Activity
Leave the pictures out and give every entry again exactly.

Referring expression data
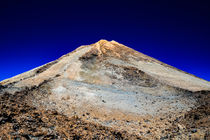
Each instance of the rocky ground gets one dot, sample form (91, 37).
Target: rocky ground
(19, 119)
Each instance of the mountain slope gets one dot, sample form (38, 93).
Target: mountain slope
(115, 86)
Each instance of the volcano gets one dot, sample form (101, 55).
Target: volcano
(105, 91)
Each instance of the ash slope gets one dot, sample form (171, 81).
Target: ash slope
(117, 87)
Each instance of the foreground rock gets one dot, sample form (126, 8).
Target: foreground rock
(105, 91)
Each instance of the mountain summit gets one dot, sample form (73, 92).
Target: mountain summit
(112, 88)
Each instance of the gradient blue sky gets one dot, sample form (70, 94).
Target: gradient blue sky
(34, 32)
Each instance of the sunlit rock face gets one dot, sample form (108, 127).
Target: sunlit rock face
(113, 87)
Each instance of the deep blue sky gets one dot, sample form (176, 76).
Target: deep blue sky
(34, 32)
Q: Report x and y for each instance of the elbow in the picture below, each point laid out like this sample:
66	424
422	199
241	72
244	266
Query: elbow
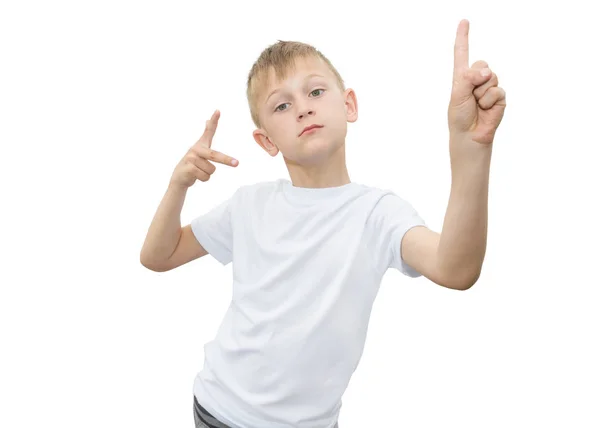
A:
151	265
462	281
470	281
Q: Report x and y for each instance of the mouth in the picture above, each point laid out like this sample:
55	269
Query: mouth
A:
310	128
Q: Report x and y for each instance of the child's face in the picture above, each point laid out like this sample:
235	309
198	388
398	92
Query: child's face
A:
308	96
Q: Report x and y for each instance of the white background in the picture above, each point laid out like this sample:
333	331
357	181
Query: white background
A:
100	100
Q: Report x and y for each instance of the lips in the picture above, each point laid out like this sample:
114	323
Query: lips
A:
308	128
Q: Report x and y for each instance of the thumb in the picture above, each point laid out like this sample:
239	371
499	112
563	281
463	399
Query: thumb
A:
467	80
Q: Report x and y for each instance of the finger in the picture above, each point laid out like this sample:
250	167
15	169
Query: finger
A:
215	156
482	89
461	46
465	82
200	175
210	129
493	96
204	165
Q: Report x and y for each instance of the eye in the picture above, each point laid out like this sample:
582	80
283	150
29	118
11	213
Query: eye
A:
312	92
278	109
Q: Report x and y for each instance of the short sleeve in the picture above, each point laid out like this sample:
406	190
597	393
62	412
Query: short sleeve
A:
389	221
214	231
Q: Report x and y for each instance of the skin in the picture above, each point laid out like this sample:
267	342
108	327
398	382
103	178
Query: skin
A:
316	159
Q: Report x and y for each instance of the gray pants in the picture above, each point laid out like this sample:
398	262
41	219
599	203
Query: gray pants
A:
203	419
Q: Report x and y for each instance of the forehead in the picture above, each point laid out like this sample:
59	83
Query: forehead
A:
295	73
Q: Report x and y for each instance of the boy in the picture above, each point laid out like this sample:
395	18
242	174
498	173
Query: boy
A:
310	253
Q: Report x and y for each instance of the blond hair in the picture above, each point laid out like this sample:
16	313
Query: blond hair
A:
281	58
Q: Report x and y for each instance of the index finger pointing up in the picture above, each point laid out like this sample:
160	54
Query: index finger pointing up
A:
461	46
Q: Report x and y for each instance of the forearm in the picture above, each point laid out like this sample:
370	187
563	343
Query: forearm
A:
464	234
165	230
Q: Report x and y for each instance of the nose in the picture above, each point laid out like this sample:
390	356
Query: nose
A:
304	113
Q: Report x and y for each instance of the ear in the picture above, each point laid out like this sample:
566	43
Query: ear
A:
351	105
261	138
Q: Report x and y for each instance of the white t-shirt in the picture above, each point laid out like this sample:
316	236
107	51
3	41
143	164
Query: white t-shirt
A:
307	266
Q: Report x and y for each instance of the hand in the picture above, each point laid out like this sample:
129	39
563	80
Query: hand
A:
477	103
195	164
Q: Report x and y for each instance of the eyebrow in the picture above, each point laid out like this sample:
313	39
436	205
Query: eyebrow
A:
305	79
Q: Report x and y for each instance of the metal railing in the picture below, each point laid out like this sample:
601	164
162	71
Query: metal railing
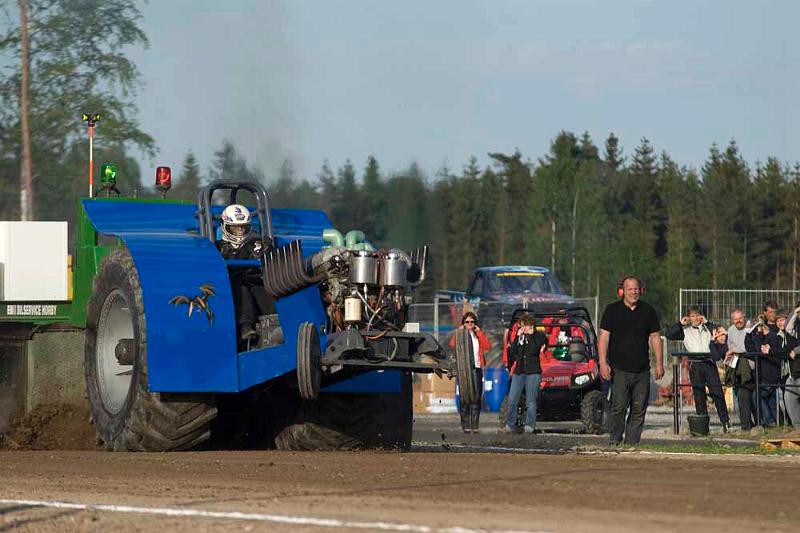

Exercise response
Each instance of the rocky ground gets one dot, sample form (91, 37).
Target: rocky ground
(19, 119)
Each instance of the mountain slope gets one dot, sample form (38, 93).
Target: mountain slope
(115, 86)
Each instance of the volcano gets one dot, sample form (101, 55).
Target: volcano
(105, 91)
Each instance of the ash slope gets one dot, sample form (171, 81).
Target: ash slope
(117, 87)
Each instance of the foreground rock gets one dot, sample form (126, 8).
Target: foreground rock
(105, 91)
Each instance of the mountain summit gets one dot, sample form (73, 92).
Target: mountain summit
(112, 88)
Each instance of the gradient blue sky gets one dot, sample form (70, 94).
Target: gradient blue sky
(34, 32)
Each instance of the sunlit rock face gets one dot, sample form (108, 127).
Target: sunlit rock face
(113, 87)
Each instance of the deep blue sky gets one dot, sample form (176, 76).
Target: deep blue sky
(34, 32)
Q: Report x and y for each instance of the elbow in the picture below, each point laid out like this sample:
66	424
422	199
241	72
244	266
Query: elbow
A:
151	265
462	281
470	281
Q: Report x and y for each instance of the mouth in the picture above, each point laid out like this sample:
55	269
Query: mouth
A:
310	128
Q: Report x and y for each instance of the child's face in the picture above, each point laid out like this sample:
235	309
198	388
398	92
Query: child's face
A:
308	96
Q: Report x and y for each instance of the white background in the picture above, each point laid out like this sample:
333	331
357	181
Query: white background
A:
100	100
Q: Report x and y for each instance of the lips in the picture above, each point laid out like this sample:
114	323
Query: lips
A:
308	128
Q: Report x and y for each instance of the thumb in the picture above, each point laid out like this sample:
239	371
499	112
563	281
463	399
Query: thumb
A:
467	80
Q: Report x and y for each instance of the finger in the picture above, each point laid out like this sample:
250	167
15	169
Query: finger
A:
215	156
482	89
461	46
465	82
200	175
210	129
493	96
204	165
Q: Report x and y for each instance of the eye in the picture above, each point laid out like this sample:
582	80
283	150
29	118
11	213
Query: eye
A:
312	92
278	109
Q: Report x and y for each instance of the short sleeve in the picture above, each point laid out like this sample:
406	190
597	393
62	412
Query: short sleeve
A:
389	221
214	231
Q: Report x and y for each instance of the skin in the picture above, each point laid out like this sample:
267	342
108	327
398	382
103	178
Query: skin
A:
316	159
Q: Report x and y for each instance of the gray pants in the picture above, each point laid out like this sample:
398	262
41	219
599	203
Query: gray pants
A:
203	419
Q: Report x and y for each instance of the forehead in the picture above, each point laid out like this sample:
59	83
Query: forehead
A:
295	73
Q: Report x and y for each instance of the boy in the picture above, each point laid out like this sample:
395	18
242	174
498	173
Query: boy
A:
310	253
Q: Report x and y for each instance of the blond hair in the picture above, each point laid out like this sample:
16	313
Query: blond hair
A:
281	58
Q: Report x and y for each instance of the index finger pointing up in the picture above, each point laid out like this sample:
160	54
Query: index finger pointing up
A:
461	46
Q: Report x and y for each instance of the forearm in the picture above, each point laid out like this sample:
370	187
563	343
Query: forearm
A:
464	234
165	230
Q: Report x and y for each instance of the nose in the picture above, each point laid out like this sample:
390	356
Query: nose
A:
304	113
Q: Report x and y for each instance of the ear in the picture above, each point laid out like this sample:
566	43
Query: ear
A:
351	105
261	138
Q: Report x and y for each instance of the white t-shirt in the picture above, each point laid out like this sample:
316	236
107	51
3	41
143	164
Query: white t-shirt
A:
307	266
Q: Report x and y for each instance of the hand in the picture above, each point laid out like this sample:
129	39
563	80
Query: hand
A:
477	103
195	164
Q: Report x and y for each instance of the eyebrow in the picture above, each point laid out like this sample:
313	39
436	205
Query: eyebrow
A:
305	79
Q: Report x and y for each instance of the metal railing in the picture below, each point laid out like this sample:
601	164
162	71
Query: metal railing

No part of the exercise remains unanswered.